-- EXERCISE INPUTS follows --

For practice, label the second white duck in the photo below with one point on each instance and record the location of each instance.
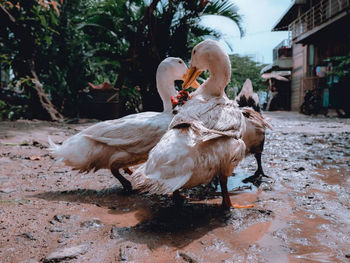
(205, 137)
(123, 142)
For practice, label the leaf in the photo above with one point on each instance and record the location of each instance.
(43, 20)
(36, 158)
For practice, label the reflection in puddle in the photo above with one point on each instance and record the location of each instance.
(240, 181)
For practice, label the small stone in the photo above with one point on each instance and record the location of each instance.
(66, 253)
(55, 229)
(7, 190)
(28, 235)
(95, 222)
(60, 218)
(187, 257)
(118, 232)
(299, 169)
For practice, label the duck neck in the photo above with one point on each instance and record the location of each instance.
(166, 89)
(218, 80)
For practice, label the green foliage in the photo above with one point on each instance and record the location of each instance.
(243, 67)
(132, 38)
(11, 112)
(72, 42)
(340, 66)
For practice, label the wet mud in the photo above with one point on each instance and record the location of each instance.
(301, 212)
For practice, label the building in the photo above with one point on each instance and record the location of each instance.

-- EXERCISE INPUTS concluded --

▶ WORK REQUIRED
All entries above are to be set down word for word, and the pictures are to be left out.

▶ RESULT
For practice, label the second white duck in the photo below with one point on each instance and record the location of each instance.
(205, 137)
(123, 142)
For practice, label the leaf in the photo above with one point on each instance and record the location of each instance.
(43, 20)
(36, 158)
For practice, label the reflection in puddle in the photo above with one point on each instance and record the location of each instance.
(240, 181)
For practice, label the small stone in the photo above with one point on each instance and record the location of each instance.
(66, 253)
(55, 229)
(7, 190)
(28, 235)
(95, 222)
(60, 218)
(187, 257)
(118, 232)
(299, 169)
For practice, label the duck neck in the photo above with one point on each instance and record the location of each instance.
(166, 89)
(218, 80)
For practice, label the green foliage in the photo above with one point on each instance and record the location of each instance.
(243, 67)
(132, 38)
(11, 112)
(72, 42)
(340, 66)
For practice, label the wet mud in the photo above with one point on each instance and record the location of each instance.
(301, 212)
For practice, label the building in the photo above with one point on each instance and record the location of each instance.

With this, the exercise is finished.